[antlr-interest] antlr v4 wish list

Sat Mar 26 10:21:24 PDT 2011

Re: Scanner-less parsing

The Parse::RecDescent module for Perl5 implements parsers without a 
separate scanner and is what comes to mind when I hear the phrase 
scanner-less. If you were to retain a scanner, I think the 
characteristic that could provide the same function is to provide 
context to the scanner so that when you go to get the next token, the 
scanner only considers the type of token next expected in the current 
alternative in the production. This way one could have multiple tokens 
that might all match some text (but not others) and have the context of 
the production resolve which one it was, (so long as it matched, of course.)

For instance, I might want to have separate token types for binary, hex 
and decimal digits, but a scanner can not tell which of the three it is 
if the input is '0' or '1'. Hex overlaps with decimal for 0-9 and 
overlaps with binary for 0-1 and potentially 'x', 'X', 'z' and 'Z' for 
some implementations. There absolutely are other ways to handle this, 
but there is a great deal of flexibility that comes from permitting 
context to guide the scanner.

Having to work through the unambiguity of lexer patterns was something 
that was unexpected when I recently began working with ANTLR. I suspect 
that this would not be the case for someone who is more accustomed to 
using Lex/Yacc or comes from a more traditional or academic 
parser-building background.

Best regards,
Jason Doege

On 3/25/2011 9:19 AM, The Researcher wrote:
> 
>
> On Thu, Mar 24, 2011 at 2:32 PM, The Researcher<researcher0x00 at gmail.com>wrote:
>
>>
>> On Thu, Mar 24, 2011 at 1:23 PM, Terence Parr<parrt at cs.usfca.edu>  wrote:
>>
>>> added
>>>
>>> * Tree parser error handling should skip subtrees not nodes; these are
>>> programming errors not input errors.  The flat stream makes it hard to
>>> resync.
>>>
>>> Ter
>>>   On Mar 24, 2011, at 2:07 AM, Iztok Kavkler wrote:
>>>
>>>>> Howdy, I'm going to start augmenting ANTLR v3 significantly to create
>>> v4. The goal is backward compatibility; any new functionality, of course,
>>> will require altering or augmenting your grammars to take advantage of it.
>>> Here is my potential list of updates:
>>>>> http://www.antlr.org/wiki/display/ANTLR4/ANTLR+v4+Wish+list
>>>>>
>>>>> Anything to add or comment on?

______

EXERCISE DIRECTIONS: How would the ANTLR v4 wish list thread above go on after its last sentence? Write the next part.

MATERIAL PROVIDED:
______

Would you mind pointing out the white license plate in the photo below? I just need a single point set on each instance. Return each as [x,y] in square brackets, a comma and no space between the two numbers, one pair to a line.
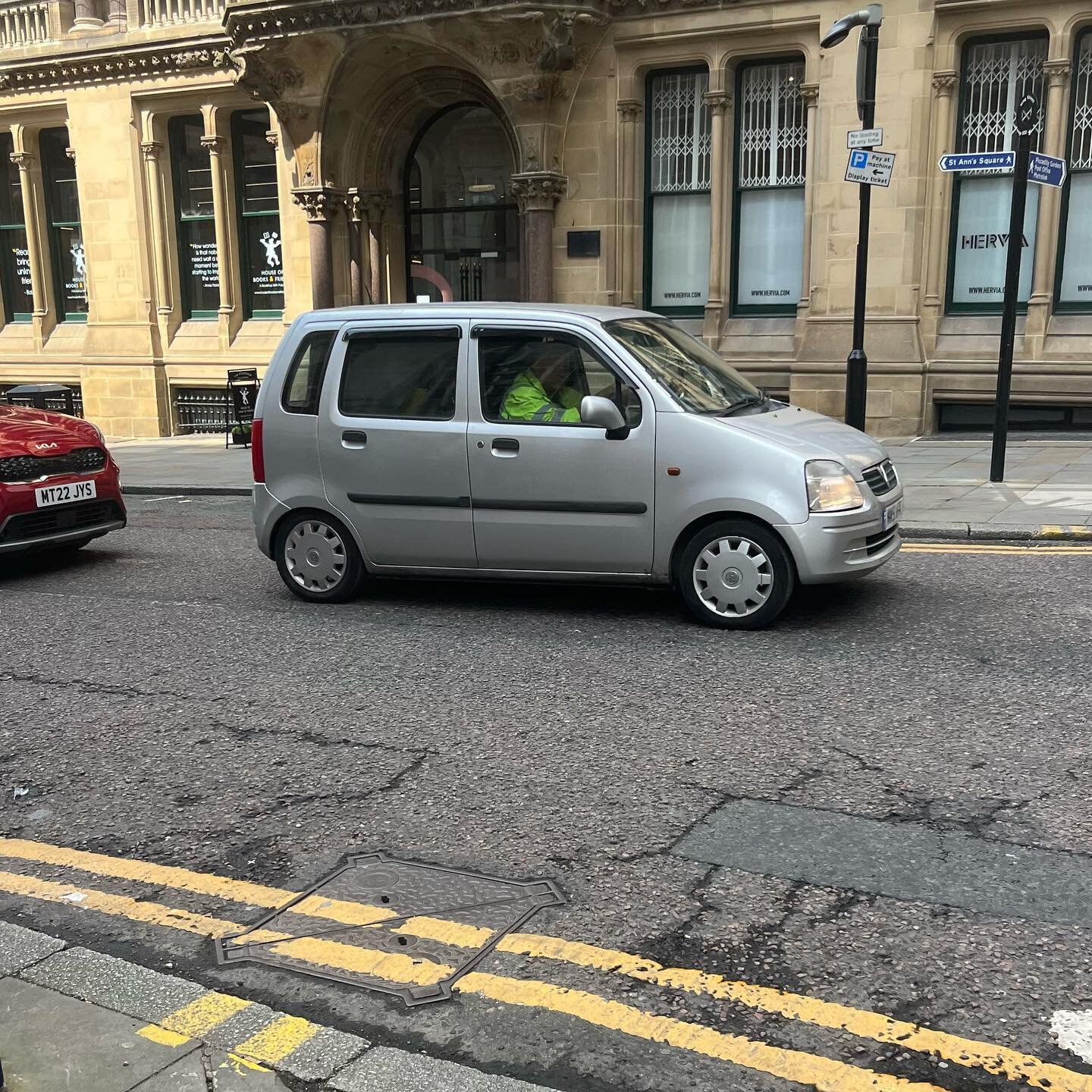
[49,495]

______

RESPONSE BELOW:
>>>>>
>>>>> Ter
>>>>>
>>>>> List: http://www.antlr.org/mailman/listinfo/antlr-interest
>>>>> Unsubscribe:
>>> http://www.antlr.org/mailman/options/antlr-interest/your-email-address
>>>> A new error recovery mode for tree parsing:
>>>> When parsing ASTs, the ordinary error recovery strategies based on token
>>>> deletion/insertion are completely useless, because there are no man-made
>>>> syntax errors. In my experience, what you really want to do is the
>>>> following: assume that you have an error handler attached to some rule
>>>> and an error happens somewhere in the subtree of the node parsed by that
>>>> rule. When the handler catches an error, the parser must skip the
>>>> remainder of that subtree, otherwise the parser position is not
>>>> consistent with the grammar position anymore. In AST implementations
>>>> that are based on pointers between nodes this happens automatically, but
>>>> Antlr's representation as a flat list of nodes with UP and DOWN tokens
>>>> makes it requires some work - the parser has to keep track of the
>>>> current node's depth and skip the appropriate number of UP nodes
>>>> whenever an error is caught.
>>>>
>>>> Iztok
>>>>
>>>> List: http://www.antlr.org/mailman/listinfo/antlr-interest
>>>> Unsubscribe:
>>> http://www.antlr.org/mailman/options/antlr-interest/your-email-address
>>>
>>>
>>> List: http://www.antlr.org/mailman/listinfo/antlr-interest
>>> Unsubscribe:
>>> http://www.antlr.org/mailman/options/antlr-interest/your-email-address
>>>
>>
>> 1. If my concept of scannerless parsing is the same as yours, then in the
>> generated code for a rule allow the true for "do {<rule code>  }
>> while(true)" to be an attribute of the rule, i.e exit. Obviously the value
>> would be true unless changed by a user.This would allow the user to have
>> control of when to exit the rule. By turning true into a attribute of the
>> rule, this allows for more control than gated semantic predicates.
>>
>> Based on by concept of scannerless parsing, there is no lexer and the
>> parser drives the reading of the tokens from the intput stream. The input
>> stream does not generate the tokens ahead of time but only when needed. In a
>> quick proof of concept I had the token type passed from the parser as a
>> generic parameter, allowing the redefinition of the token returned by the
>> token stream. There were no pre-defined tokens values; they were dynamically
>> generated.To get the proof of concept to work required having a
>> cross-reference table between token types and token values.
>>
>> 2. If ANTLR 4 will allow the reading of binary data streams, then please
>> don't put char and line pos in a base class. There could be one inherited
>> classes that defines line and char pos, and another inherited class that
>> defines offset.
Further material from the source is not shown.